» **What you should do**: Return everything in the fire sprinkler article from "In this article, we’ll" down to "a design professional.", copied verbatim.

» **Extracted text**:
# # # #
Summary: Authorities having jurisdiction (AHJs) play a crucial role in the NFSA (National Fire Sprinkler Association) community. They are responsible for making sure rules and standards are followed in the fire protection industry. NFSA receives many questions every year from AHJs about the meaning of codes and standards that directly influence the fire sprinkler industry. 

In this article, we’ll discuss some of the common questions AHJs ask the NFSA’s code officials and how they impact everyone involved.

1. What is the process of figuring out hazard and commodity classifications?

Answer: Determining the classification of items, from automobiles to Ziplock bags, is a common question at NFSA. The team aims to provide accurate technical information promptly to the fire protection community. However, answering questions about hazard or commodity classification can be challenging, especially when NFPA committees haven’t specifically addressed the issue. This classification is crucial in designing fire protection systems and is often the responsibility of a design professional.
# # # #
» **Given information**:
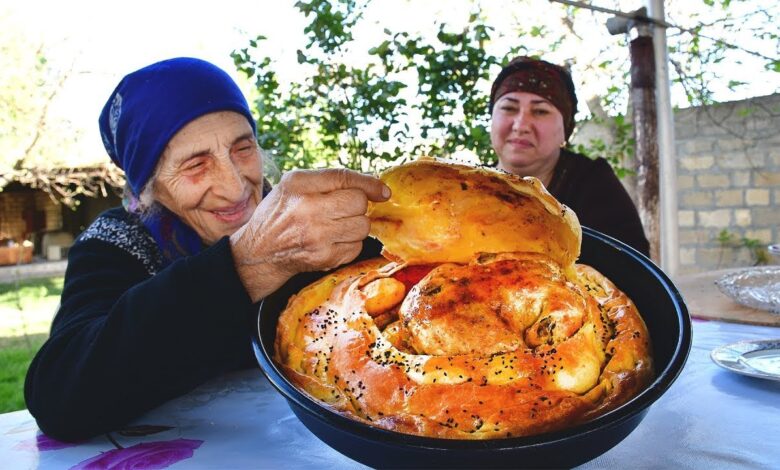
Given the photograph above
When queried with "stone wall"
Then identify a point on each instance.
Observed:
# # # #
» **Written reply**:
In this article, we’ll discuss some of the common questions AHJs ask the NFSA’s code officials and how they impact everyone involved.

1. What is the process of figuring out hazard and commodity classifications?

Answer: Determining the classification of items, from automobiles to Ziplock bags, is a common question at NFSA. The team aims to provide accurate technical information promptly to the fire protection community. However, answering questions about hazard or commodity classification can be challenging, especially when NFPA committees haven’t specifically addressed the issue. This classification is crucial in designing fire protection systems and is often the responsibility of a design professional.